*** TEXT SHOWN ***
Unexpected Landscapes

June 7th, 2014

This article originally appeared on June 6, 2014 in The Alamedan. Michele Ellson, editor.

Making great art requires great talent, and a little luck. Whether pressing a shutter release or dragging a brush across canvas, the outcome is uncertain. Jan Watten goes on local photo safari shooting with her trusty Holga, but she always has at least one camera on her — her iPhone — and she records whatever life throws her way.

Ginny Parsons’ subject is less happenstance: She walks to nearby Lincoln Park, takes a photograph, and returns to her studio to begin painting. For her, the unexpected nature of the landscapes is in the materials.

The artists are exhibiting their “Unexpected Landscapes” together at Rhythmix Cultural Works’ K Gallery.

 

Ginny Parsons, "Lincoln Park Series"

Ginny Parsons, “Lincoln Park Series,” paint and mixed-media

The pairing was suggested by Rhythmix founder and artistic director Janet Koike, who found the artists’ work “complementary” in drawing inspiration from nature and their “abstract and emotional take on landscape.” Parsons also sees commonality in the direction their work is taking — both “moving towards abstraction.”

Watten’s most abstract piece is “Gibbons in the Rain,” the title of which had some visitors at the opening reception searching the image for primates. But rather than an homage to “Gorillas in the Mist,” the landscape shows trees on Alameda’s Gibbons Drive, photographed through the rain-dappled windshield of Watten’s car.

Jan Watten, "Gibbons in the Rain," Photograph.

Jan Watten, “Gibbons in the Rain,” Photograph.

“I might have been driving my daughter to school,” Watten said. “As I was driving I noticed the big splotches on my windshield. I liked that the silhouettes of the trees become blurry. They were very simple but I loved the quality of the drops on the windshield.”

Jan Watten, "Red Wall Tree," Photograph.

Jan Watten, “Red Wall Tree,” Photograph.
***
(TASK ITEM):
Please answer these from the exhibit article:
(a) Where does Ginny Parsons walk to take the photograph she paints from?
(b) Who suggested pairing the two artists?
(c) What does Jan Watten's "Gibbons in the Rain" show?
*** SUPPLIED MATERIAL ***
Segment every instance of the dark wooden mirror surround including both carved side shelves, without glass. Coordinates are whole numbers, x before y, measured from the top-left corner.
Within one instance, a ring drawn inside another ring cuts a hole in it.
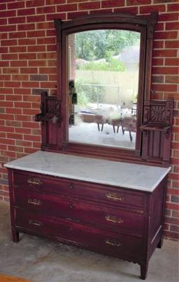
[[[173,101],[151,101],[152,45],[157,12],[136,16],[130,13],[95,14],[62,22],[55,20],[57,34],[57,96],[41,94],[42,144],[45,151],[93,156],[117,161],[169,165]],[[94,29],[125,29],[141,33],[138,80],[136,149],[69,142],[67,94],[67,36]]]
***
(OUTPUT FOR THIS TASK):
(a) Nearby Lincoln Park.
(b) Janet Koike, Rhythmix founder and artistic director.
(c) Trees on Alameda's Gibbons Drive, photographed through the rain-dappled windshield of Watten's car.